* **Provided data**
++++++++++
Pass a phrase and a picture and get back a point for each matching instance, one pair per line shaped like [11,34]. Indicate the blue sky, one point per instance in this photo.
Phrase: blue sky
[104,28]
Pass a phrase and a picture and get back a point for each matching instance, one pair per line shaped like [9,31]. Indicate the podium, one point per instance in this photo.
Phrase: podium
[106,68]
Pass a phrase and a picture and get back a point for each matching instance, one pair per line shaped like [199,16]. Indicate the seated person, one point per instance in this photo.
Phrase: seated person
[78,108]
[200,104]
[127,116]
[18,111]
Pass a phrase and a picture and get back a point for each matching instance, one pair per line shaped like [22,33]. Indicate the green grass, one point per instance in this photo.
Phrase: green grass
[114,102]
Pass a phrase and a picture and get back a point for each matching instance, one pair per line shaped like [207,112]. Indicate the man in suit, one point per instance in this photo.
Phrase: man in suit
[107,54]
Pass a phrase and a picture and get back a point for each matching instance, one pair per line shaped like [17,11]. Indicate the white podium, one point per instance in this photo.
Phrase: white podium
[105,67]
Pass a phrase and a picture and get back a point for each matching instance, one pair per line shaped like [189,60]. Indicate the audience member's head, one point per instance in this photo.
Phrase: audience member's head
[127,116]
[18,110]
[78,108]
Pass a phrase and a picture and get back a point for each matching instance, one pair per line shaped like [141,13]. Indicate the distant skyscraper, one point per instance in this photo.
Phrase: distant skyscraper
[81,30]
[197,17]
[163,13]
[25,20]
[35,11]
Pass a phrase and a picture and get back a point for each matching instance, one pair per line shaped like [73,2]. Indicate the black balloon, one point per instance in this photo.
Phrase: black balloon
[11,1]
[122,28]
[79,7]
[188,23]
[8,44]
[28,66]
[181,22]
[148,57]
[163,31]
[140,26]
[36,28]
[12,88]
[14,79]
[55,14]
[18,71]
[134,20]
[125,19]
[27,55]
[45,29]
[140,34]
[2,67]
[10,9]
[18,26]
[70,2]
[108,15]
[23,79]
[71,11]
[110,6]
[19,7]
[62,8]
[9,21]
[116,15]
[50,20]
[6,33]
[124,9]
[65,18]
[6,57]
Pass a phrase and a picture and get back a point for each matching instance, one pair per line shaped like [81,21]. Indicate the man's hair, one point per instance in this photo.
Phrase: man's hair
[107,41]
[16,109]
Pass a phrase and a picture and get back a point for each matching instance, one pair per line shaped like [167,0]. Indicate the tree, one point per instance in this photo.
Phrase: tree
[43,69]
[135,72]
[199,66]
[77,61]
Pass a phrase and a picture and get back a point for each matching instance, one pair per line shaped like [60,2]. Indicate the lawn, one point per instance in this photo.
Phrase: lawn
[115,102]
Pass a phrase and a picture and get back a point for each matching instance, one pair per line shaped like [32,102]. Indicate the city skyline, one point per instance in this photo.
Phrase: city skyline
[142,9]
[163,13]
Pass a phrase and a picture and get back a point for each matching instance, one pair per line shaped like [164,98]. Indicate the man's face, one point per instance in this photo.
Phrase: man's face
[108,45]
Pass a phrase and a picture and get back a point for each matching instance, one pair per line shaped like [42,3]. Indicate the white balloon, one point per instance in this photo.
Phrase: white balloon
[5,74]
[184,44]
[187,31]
++++++++++
* **Aim of the task**
Transcribe every item above, word for word and in the same order, from the first through the last.

* **Answer to this task**
Pass a phrase and a picture and get back a point for each matching instance, one pair per line shaped like [11,34]. Indicate the blue sky, one point per instance in this photo.
Phrase: blue sky
[104,28]
Pass a phrase and a picture and get back a point for each matching instance, one pair per line shaped like [9,31]. Indicate the podium, one point per instance in this photo.
Phrase: podium
[106,68]
Pass a phrase and a picture and get back a point for each matching instance, one pair per line shaped like [199,16]. Indicate the seated person, one point per instance in this photo.
Phrase: seated person
[78,108]
[200,104]
[127,116]
[18,111]
Pass a phrase and a picture and get back a point for each matching instance, one pair per line shaped like [22,33]. Indicate the green grass, one point per instance in this photo.
Phrase: green grass
[114,102]
Pass a phrase and a picture and get back a point for each matching instance, one pair per line shaped like [207,112]. Indicate the man in suit, one point per instance in this photo.
Phrase: man in suit
[107,54]
Pass a phrase and a picture and get back a point for each matching instance, one pair per line shaped like [17,11]. Indicate the white podium, one point per instance in this photo.
Phrase: white podium
[105,67]
Pass a phrase and a picture and get back a point for each matching instance, one pair per line shaped like [189,60]. Indicate the audience member's head, one point per instance in this photo.
Phrase: audience member's head
[127,116]
[18,110]
[78,108]
Pass a phrase and a picture and get back a point for each matching instance, one pair per line shaped like [141,13]. Indicate the distant skyscraper, one point per instance in this photo.
Phrase: distant skyscraper
[81,30]
[197,17]
[163,13]
[25,20]
[35,11]
Pass a phrase and a picture and get back a point for each matching instance, one pair per line shaped like [73,2]. Indicate the black balloon, one point per instance in this photo.
Phrase: black balloon
[11,1]
[122,28]
[79,7]
[188,23]
[8,44]
[28,66]
[181,22]
[148,57]
[163,31]
[140,26]
[36,28]
[12,88]
[14,79]
[55,14]
[18,71]
[134,20]
[125,19]
[27,55]
[45,29]
[140,34]
[2,67]
[10,9]
[18,26]
[70,2]
[108,15]
[23,79]
[71,11]
[110,6]
[19,7]
[62,8]
[9,21]
[116,15]
[50,20]
[6,33]
[124,9]
[65,18]
[6,57]
Pass a phrase and a picture and get back a point for each matching instance, one pair per line shaped like [81,21]. Indicate the man's hair, one point per instance in this photo.
Phrase: man's hair
[107,41]
[16,109]
Pass a phrase and a picture and get back a point for each matching instance, one pair per line shaped like [167,0]. Indicate the tree, one point per instance in this photo.
Phrase: tree
[43,69]
[135,72]
[199,66]
[77,61]
Pass a phrase and a picture and get back a point for each matching instance, one pair per line shaped like [60,2]. Indicate the lawn, one point per instance in this photo.
Phrase: lawn
[115,102]
Pass a phrase and a picture and get back a point for each matching instance, one pair per line shaped like [32,102]. Indicate the city skyline, one point per instance in this photo.
Phrase: city skyline
[142,9]
[163,13]
Pass a phrase and a picture and get back a point for each matching instance, one pair per line shaped like [164,98]. Indicate the man's face, one point per instance in this photo.
Phrase: man's face
[108,45]
Pass a phrase and a picture and get back a point for each matching instance, one pair per line shaped like [42,3]. Indicate the white balloon, one point per instance in this photo.
Phrase: white balloon
[5,74]
[184,44]
[187,31]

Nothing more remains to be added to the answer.